(DATASET RECORDS)

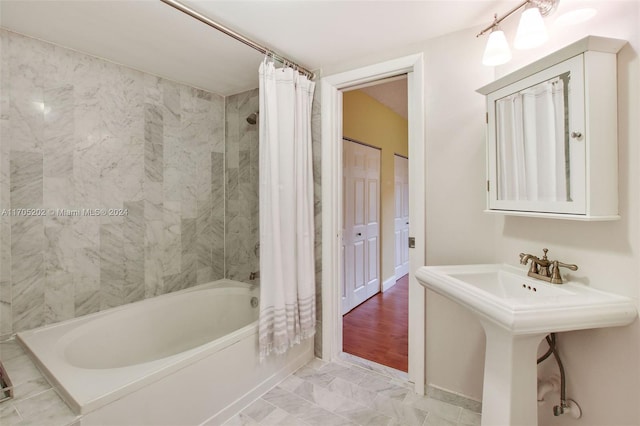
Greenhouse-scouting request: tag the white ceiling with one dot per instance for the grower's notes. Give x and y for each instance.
(150, 36)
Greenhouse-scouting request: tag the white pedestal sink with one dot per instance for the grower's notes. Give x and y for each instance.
(516, 313)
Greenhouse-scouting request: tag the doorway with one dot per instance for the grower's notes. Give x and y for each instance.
(361, 223)
(332, 204)
(375, 222)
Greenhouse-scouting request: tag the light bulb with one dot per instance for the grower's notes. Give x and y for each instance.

(End DATASET RECORDS)

All lines from the one containing "Greenhouse-scouting request: tag the doorway" through the end of the records, both ends included, are to be quoted exactly; please add nothing else.

RESULT FOR THIS EXERCISE:
Greenhouse-scouting request: tag the doorway with one dot per instance for the grower's notes. Give x and y for each instance.
(361, 223)
(332, 204)
(375, 222)
Greenhouse-scouting request: tag the light bulb with one dot per instance for the grower's notes. Give x and y for each instance.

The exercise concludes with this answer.